__The problem__. Starting at the beginning of the records and ending at the line with "negative clicks: (723, 516) (692, 464)", give those lines again with "included" substituted for "positive" and nothing else changed.

__Provided records__.
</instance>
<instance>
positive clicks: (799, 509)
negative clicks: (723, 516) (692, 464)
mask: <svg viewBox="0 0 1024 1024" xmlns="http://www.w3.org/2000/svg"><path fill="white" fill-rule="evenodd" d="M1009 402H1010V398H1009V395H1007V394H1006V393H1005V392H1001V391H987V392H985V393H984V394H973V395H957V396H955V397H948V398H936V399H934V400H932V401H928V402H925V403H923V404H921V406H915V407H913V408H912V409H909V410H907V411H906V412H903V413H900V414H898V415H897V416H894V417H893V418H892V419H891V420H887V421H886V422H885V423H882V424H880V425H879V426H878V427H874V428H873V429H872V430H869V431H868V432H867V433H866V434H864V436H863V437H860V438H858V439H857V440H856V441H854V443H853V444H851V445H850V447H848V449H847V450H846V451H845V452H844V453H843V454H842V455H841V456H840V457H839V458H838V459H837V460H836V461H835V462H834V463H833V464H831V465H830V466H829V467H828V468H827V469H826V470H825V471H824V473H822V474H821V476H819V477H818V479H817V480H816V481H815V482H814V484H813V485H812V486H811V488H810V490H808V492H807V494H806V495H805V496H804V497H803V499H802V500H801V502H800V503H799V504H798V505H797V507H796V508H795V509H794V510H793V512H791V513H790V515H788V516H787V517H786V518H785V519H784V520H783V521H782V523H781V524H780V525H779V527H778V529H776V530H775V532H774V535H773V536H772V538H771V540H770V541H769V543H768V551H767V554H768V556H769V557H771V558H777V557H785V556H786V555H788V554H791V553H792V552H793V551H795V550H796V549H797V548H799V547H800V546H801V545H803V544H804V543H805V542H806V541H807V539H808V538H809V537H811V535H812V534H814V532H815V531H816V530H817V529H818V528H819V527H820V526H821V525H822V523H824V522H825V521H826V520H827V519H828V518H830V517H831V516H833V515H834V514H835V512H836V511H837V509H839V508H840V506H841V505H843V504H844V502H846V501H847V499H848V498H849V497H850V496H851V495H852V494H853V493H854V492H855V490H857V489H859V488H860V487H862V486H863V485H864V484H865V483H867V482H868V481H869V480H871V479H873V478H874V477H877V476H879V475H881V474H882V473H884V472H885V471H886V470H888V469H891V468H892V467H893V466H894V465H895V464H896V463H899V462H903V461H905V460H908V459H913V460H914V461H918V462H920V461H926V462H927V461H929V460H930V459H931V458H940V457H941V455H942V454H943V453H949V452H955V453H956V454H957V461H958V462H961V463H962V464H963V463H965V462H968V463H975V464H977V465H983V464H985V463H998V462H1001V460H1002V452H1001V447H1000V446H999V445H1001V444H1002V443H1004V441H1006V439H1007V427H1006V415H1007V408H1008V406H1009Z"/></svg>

__Answer to this problem__.
</instance>
<instance>
included clicks: (799, 509)
negative clicks: (723, 516) (692, 464)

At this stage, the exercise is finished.